▶ [Task brief] Scale the point coordinates in the records below. Write all of the lines out again, requests included, with each coordinate in the answers multiplied by 0.2 and rounded to a whole number, halves rounding up. Leave the pictures out.

▶ [Data listing]

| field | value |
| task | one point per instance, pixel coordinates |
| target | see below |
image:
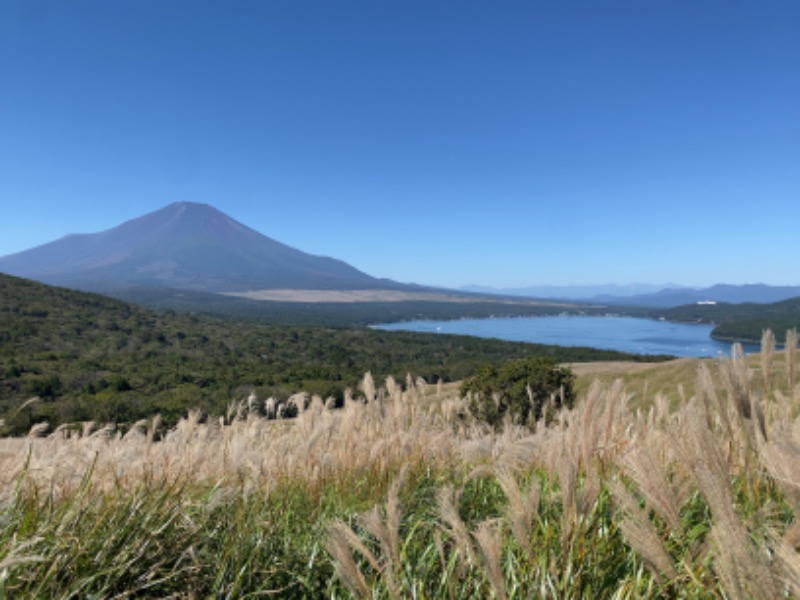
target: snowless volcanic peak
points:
(185, 245)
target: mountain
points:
(734, 294)
(572, 292)
(187, 246)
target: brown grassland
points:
(677, 480)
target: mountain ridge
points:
(185, 245)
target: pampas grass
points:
(401, 493)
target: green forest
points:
(89, 357)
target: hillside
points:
(743, 322)
(189, 246)
(87, 357)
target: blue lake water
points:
(627, 334)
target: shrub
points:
(519, 389)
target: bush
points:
(519, 389)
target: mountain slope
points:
(184, 245)
(733, 294)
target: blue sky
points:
(446, 143)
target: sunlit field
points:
(400, 493)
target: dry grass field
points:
(401, 494)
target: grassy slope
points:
(407, 498)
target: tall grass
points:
(401, 494)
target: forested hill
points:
(743, 322)
(87, 357)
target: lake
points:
(627, 334)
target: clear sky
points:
(501, 143)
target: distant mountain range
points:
(573, 292)
(186, 246)
(667, 296)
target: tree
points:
(519, 389)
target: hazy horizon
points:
(509, 146)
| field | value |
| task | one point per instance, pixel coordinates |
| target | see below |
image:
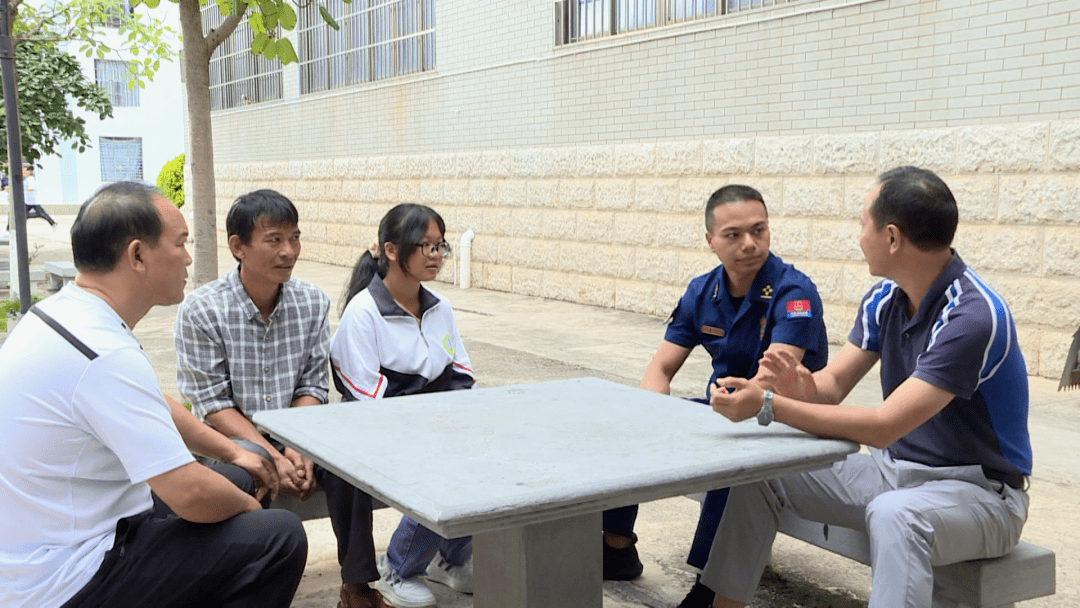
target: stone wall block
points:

▶ [Exercise solution]
| field | value |
| task | one point per instance, pixel coordinates |
| target | see below |
image:
target: snowless volcanic peak
points:
(37, 49)
target: mountain
points:
(147, 59)
(114, 58)
(37, 49)
target: brown grassland
points:
(135, 96)
target: mountain ridge
points:
(37, 49)
target: pampas grass
points:
(80, 99)
target: green forest
points:
(18, 71)
target: hillside
points:
(149, 64)
(38, 49)
(17, 71)
target: blue lake water
points:
(125, 67)
target: shrub
points:
(104, 78)
target: bush
points:
(104, 78)
target: mountain slope
points:
(37, 49)
(147, 59)
target: blue sky
points:
(89, 29)
target: sunlit field
points:
(80, 99)
target: dry grass field
points:
(80, 99)
target: grassy slope
points:
(81, 100)
target: tall grass
points:
(80, 99)
target: forested hill
points:
(149, 64)
(17, 71)
target: lake
points:
(125, 67)
target: clear sky
points:
(100, 29)
target: distant mountain range
points:
(115, 58)
(37, 49)
(133, 59)
target: tree
points:
(104, 78)
target: hazy horizon
points:
(102, 29)
| field | value |
| task | one point per instance, pixel coordinates |
| target | see below |
image:
target: stone wall block
points:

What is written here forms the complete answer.